=== SOURCE MATERIAL ===
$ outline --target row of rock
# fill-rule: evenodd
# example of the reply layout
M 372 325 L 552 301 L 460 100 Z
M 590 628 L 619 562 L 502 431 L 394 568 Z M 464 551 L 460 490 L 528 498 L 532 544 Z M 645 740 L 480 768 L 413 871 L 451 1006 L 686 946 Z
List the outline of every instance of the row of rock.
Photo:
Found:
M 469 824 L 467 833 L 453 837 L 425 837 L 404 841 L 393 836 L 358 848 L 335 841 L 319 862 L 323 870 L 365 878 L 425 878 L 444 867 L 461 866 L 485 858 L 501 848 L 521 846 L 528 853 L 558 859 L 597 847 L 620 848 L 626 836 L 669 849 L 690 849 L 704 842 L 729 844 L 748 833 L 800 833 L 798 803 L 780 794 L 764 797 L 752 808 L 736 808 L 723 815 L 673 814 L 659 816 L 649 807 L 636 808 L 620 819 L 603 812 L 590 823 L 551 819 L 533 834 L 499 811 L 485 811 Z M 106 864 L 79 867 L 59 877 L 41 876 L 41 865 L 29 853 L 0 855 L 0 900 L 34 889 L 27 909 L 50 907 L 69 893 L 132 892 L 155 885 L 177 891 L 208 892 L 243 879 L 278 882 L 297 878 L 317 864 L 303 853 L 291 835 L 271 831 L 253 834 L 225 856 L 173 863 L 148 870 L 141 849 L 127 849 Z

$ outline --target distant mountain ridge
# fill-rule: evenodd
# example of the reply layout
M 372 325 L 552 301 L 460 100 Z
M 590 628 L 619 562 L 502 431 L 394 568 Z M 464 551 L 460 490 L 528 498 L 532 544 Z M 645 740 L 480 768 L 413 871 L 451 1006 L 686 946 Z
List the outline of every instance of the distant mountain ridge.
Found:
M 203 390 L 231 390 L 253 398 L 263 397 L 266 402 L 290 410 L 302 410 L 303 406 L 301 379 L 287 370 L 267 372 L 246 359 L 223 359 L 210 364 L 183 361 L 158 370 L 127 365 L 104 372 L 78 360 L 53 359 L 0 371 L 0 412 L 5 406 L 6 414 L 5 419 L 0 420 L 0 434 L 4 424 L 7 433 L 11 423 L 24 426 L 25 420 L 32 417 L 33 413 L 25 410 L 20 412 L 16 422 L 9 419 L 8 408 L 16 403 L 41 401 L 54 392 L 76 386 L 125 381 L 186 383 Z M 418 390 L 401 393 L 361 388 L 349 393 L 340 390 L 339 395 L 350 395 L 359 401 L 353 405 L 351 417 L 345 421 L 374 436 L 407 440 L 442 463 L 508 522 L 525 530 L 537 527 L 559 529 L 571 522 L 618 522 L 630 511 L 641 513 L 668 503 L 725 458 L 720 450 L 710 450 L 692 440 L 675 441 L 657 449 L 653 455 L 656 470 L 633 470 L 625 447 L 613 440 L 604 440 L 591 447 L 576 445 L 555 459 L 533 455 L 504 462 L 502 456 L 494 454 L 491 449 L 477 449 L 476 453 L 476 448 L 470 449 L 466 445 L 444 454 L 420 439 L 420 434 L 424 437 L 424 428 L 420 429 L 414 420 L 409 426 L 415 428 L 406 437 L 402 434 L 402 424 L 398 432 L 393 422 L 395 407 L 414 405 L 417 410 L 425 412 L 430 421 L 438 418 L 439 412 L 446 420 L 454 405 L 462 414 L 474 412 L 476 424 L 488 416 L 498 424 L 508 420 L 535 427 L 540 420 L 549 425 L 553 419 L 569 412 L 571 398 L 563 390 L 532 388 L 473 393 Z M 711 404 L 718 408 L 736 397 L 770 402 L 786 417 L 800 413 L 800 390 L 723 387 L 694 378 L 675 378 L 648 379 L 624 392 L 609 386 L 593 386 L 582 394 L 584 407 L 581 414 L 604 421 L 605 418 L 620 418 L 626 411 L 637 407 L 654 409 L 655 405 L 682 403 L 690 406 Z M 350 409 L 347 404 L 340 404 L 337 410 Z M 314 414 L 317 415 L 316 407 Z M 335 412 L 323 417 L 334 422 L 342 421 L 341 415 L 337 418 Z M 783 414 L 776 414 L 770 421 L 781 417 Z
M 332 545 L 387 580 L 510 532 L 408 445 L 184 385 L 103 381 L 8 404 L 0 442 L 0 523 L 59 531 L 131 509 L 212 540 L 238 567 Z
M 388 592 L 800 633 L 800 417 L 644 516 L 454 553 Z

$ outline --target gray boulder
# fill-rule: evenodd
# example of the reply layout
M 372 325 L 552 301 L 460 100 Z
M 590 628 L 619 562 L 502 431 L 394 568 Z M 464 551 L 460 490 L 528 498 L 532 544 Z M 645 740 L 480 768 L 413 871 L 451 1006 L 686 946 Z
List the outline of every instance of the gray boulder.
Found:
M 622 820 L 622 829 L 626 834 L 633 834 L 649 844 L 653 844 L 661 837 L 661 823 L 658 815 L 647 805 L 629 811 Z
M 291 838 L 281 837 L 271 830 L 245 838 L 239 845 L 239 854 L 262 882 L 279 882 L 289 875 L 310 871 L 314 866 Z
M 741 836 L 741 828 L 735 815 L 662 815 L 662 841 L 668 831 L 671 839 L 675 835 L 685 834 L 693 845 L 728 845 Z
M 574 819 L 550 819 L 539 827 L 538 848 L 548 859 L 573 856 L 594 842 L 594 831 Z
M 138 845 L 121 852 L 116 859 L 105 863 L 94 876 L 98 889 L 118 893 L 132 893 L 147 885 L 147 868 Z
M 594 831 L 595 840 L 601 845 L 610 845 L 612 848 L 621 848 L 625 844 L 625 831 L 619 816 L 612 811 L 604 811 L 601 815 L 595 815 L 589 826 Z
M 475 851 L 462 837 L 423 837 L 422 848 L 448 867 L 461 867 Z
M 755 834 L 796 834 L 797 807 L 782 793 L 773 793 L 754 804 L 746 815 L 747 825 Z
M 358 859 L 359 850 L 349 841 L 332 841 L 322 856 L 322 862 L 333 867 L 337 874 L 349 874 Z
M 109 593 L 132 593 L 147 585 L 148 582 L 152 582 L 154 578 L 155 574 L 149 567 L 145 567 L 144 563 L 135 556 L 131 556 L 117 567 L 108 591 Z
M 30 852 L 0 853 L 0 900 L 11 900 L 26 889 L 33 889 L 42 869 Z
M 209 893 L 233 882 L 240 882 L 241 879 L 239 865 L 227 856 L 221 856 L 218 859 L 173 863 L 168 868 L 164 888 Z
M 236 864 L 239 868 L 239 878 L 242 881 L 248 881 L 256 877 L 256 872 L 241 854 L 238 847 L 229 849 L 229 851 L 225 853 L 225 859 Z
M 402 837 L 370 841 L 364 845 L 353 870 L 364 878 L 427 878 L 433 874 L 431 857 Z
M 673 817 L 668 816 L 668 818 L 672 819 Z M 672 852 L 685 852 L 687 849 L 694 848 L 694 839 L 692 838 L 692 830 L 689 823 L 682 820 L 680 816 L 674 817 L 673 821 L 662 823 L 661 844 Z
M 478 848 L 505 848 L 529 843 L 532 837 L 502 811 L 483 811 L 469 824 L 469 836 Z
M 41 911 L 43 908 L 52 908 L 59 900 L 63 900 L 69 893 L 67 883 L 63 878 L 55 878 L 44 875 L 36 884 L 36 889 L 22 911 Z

=== TASK DIRECTIONS ===
Output, please, only the lines running from the start of the entries through the line that contains "List the outline of every instance of the distant", including both of those lines.

=== RESPONSE FOR THIS EXERCISE ===
$ outline --target row of rock
# fill-rule: evenodd
# example of the reply layout
M 372 325 L 552 301 L 460 100 Z
M 590 628 L 619 562 L 502 431 L 394 568 Z M 464 551 L 460 490 L 528 498 L 532 544 Z M 645 740 L 480 768 L 413 871 L 451 1006 L 686 946 Z
List the outline of every instance of the row of rock.
Photo:
Found:
M 469 824 L 467 833 L 453 837 L 425 837 L 404 841 L 393 836 L 358 848 L 335 841 L 319 862 L 323 870 L 365 878 L 425 878 L 444 867 L 461 866 L 485 858 L 501 848 L 521 846 L 528 853 L 558 859 L 597 847 L 620 848 L 626 836 L 669 849 L 690 849 L 704 842 L 729 844 L 748 833 L 800 833 L 798 803 L 780 794 L 764 797 L 752 808 L 736 808 L 723 815 L 673 814 L 659 816 L 649 807 L 636 808 L 620 819 L 603 812 L 590 823 L 551 819 L 533 834 L 499 811 L 485 811 Z M 106 864 L 79 867 L 59 877 L 41 876 L 41 865 L 29 853 L 0 855 L 0 900 L 34 889 L 27 909 L 50 907 L 69 893 L 132 892 L 155 885 L 177 891 L 208 892 L 243 879 L 278 882 L 297 878 L 317 864 L 303 853 L 291 835 L 271 831 L 253 834 L 225 856 L 173 863 L 148 870 L 141 849 L 127 849 Z

$ outline --target distant mountain ridge
# fill-rule: evenodd
# example of the reply layout
M 372 325 L 552 301 L 460 100 Z
M 590 628 L 619 562 L 502 431 L 394 568 Z M 464 551 L 460 490 L 528 498 L 532 544 Z M 645 740 L 480 768 L 413 871 L 451 1006 L 686 946 Z
List the outline of every instance of the distant mountain ridge.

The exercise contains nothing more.